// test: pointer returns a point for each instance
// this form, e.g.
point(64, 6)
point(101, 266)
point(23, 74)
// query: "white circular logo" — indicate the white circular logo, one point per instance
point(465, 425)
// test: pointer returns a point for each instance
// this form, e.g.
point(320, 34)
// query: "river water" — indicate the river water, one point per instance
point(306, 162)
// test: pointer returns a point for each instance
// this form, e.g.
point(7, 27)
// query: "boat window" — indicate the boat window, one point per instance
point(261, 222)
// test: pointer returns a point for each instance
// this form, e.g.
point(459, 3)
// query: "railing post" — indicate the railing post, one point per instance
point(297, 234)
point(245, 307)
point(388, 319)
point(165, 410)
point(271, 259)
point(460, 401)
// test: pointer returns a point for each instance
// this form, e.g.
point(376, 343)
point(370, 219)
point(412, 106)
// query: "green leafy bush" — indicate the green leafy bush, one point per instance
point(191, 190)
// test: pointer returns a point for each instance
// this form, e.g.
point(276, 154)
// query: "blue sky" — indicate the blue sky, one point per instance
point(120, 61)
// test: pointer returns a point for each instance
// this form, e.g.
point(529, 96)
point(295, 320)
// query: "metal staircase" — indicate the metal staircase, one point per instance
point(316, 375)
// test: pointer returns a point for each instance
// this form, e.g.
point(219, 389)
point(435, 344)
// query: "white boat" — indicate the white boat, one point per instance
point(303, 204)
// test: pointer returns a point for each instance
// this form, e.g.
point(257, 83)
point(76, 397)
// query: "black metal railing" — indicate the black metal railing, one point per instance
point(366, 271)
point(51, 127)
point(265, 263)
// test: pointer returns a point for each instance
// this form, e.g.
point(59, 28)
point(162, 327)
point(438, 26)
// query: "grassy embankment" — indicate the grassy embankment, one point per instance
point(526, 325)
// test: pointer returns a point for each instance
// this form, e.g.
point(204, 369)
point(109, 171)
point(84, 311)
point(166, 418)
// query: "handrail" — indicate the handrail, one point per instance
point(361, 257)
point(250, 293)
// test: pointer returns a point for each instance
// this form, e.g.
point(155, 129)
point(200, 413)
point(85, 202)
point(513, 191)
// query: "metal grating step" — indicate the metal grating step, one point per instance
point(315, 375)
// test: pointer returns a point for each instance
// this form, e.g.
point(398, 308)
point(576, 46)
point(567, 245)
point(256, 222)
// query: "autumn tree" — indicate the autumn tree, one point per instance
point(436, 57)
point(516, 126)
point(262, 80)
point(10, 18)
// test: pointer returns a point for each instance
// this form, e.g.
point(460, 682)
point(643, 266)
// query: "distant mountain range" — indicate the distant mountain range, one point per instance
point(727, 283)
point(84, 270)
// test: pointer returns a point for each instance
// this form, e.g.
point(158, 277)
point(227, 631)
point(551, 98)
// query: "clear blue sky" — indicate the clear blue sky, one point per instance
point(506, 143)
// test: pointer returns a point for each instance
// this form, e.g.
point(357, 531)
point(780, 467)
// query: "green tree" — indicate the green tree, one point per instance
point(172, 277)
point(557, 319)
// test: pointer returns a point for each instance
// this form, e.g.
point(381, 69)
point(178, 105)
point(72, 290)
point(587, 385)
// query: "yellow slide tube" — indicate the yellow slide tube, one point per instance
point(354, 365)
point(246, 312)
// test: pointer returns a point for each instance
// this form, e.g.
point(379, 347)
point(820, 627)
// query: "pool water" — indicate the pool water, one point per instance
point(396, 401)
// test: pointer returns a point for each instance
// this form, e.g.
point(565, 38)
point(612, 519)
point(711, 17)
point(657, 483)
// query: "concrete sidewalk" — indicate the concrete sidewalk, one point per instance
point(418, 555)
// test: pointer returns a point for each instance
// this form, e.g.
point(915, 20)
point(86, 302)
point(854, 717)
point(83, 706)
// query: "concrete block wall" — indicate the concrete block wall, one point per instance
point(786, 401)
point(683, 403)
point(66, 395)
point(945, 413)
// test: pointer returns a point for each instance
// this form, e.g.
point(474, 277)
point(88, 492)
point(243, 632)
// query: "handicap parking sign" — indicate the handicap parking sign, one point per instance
__________
■ **THE TASK**
Set down nothing but the lines from the one containing "point(158, 277)" through the final line above, exactly as written.

■ **RESPONSE BELOW**
point(158, 277)
point(227, 631)
point(551, 98)
// query: "clear blue sky" — indicate the clear blue sky, one point per instance
point(506, 143)
// test: pointer returns a point for each instance
// this form, e.g.
point(357, 531)
point(780, 467)
// query: "green tree" — indicate the green tree, one point per instance
point(172, 277)
point(557, 319)
// test: pointer returns a point for each instance
// this form, e.g.
point(381, 69)
point(178, 105)
point(72, 290)
point(587, 385)
// query: "yellow slide tube" — indicate the yellow slide tube, one point per instance
point(354, 365)
point(246, 312)
// test: pointer returns a point for each instance
// this form, e.g.
point(379, 347)
point(820, 627)
// query: "pool water" — indicate the pool water, one point per instance
point(396, 401)
// test: pointer returns a point for each instance
// this form, e.g.
point(565, 38)
point(612, 519)
point(711, 17)
point(657, 483)
// query: "concrete sidewalk" — indicate the concrete sidewalk, one point per instance
point(418, 555)
// test: pointer returns a point for each instance
// this form, e.g.
point(915, 20)
point(86, 302)
point(854, 717)
point(83, 706)
// query: "concrete block wall" — indicate the concrete block wall, one point per instance
point(786, 401)
point(683, 403)
point(66, 395)
point(945, 413)
// test: pointer returns a point for each instance
// this form, e.g.
point(474, 277)
point(88, 492)
point(243, 632)
// query: "handicap parking sign" — indicate the handicap parking sign, one point per instance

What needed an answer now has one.